▶ **TEXTAUSZUG**
____

Überlebensstrategien in der Welt der Anzugträger Viel Theater für ein gutes Gehalt

Bonn · Ein ehemaliger Mitarbeiter eines Bonner Großkonzerns erzählt in einem Buch von seinen Erfahrungen. Von faszinierenden Toiletten und der richtigen Zeit, eine E-Mail zu schreiben.

 In so manchem Büro gilt es, sich an bestimmte Regeln zu halten, um Anerkennung zu ernten.

In so manchem Büro gilt es, sich an bestimmte Regeln zu halten, um Anerkennung zu ernten.

Foto: picture alliance / Oliver Berg/d

Der Autor erinnert sich noch gut an seine erste Zeit. Mit 25 Jahren begann er, in einem Bonner Großkonzern zu arbeiten. Nicht nur sein Anzug vermittelte ihm damals das Gefühl: Jetzt geht es nach oben. Zu Beginn ist er vor allem fasziniert. Von Äußerlichkeiten, dem Gehabe der Mitarbeiter, den ganzen Abkürzungen, die die Kollegen benutzen, sogar von den Toiletten, die „irgendwie repräsentativ“ waren. In seinem Buch „Im goldenen Käfig – Meine Zeit im Großkonzern“, das er unter dem Pseudonym Robert Hechtl schreibt, erzählt er, wie er die Flure entlang schwebt und fühlt: Jetzt gehört er dazu. Und „all die gut gekleideten Menschen mit Handy am Ohr, die aussahen, als würden sie nicht nur mit dem Bundespräsidenten telefonieren, sondern dieser auch noch ihre Weisungen entgegennehmen“, beschreibt er seine Wahrnehmungen in einem Kapitel.

____

▶ **VORLIEGENDE ANGABEN**
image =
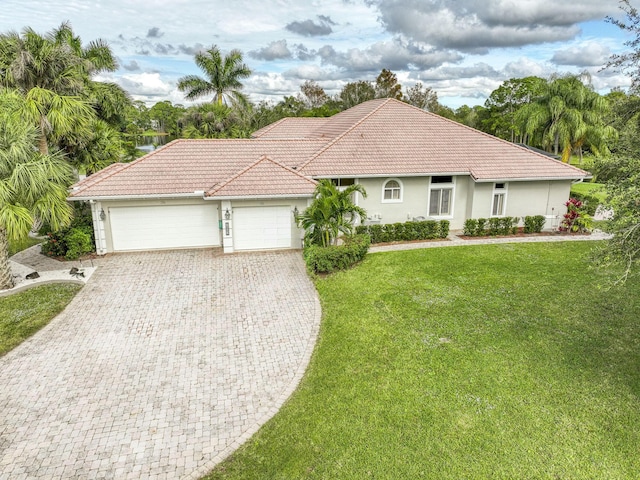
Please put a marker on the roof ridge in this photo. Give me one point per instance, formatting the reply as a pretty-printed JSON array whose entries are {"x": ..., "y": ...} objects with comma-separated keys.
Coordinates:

____

▶ **ZU ERLEDIGENDE AUFGABEN**
(a) In welchem Alter begann der Autor laut dem Textauszug, in einem Bonner Großkonzern zu arbeiten?
(b) Wiederholen Sie aus dem Textauszug wortgetreu die Passage von „Überlebensstrategien in der“ bis „E-Mail zu schreiben.“.

▶ **ANTWORTEN NACH REIHENFOLGE**
(a) Mit 25 Jahren.

(b)
Überlebensstrategien in der Welt der Anzugträger Viel Theater für ein gutes Gehalt

Bonn · Ein ehemaliger Mitarbeiter eines Bonner Großkonzerns erzählt in einem Buch von seinen Erfahrungen. Von faszinierenden Toiletten und der richtigen Zeit, eine E-Mail zu schreiben.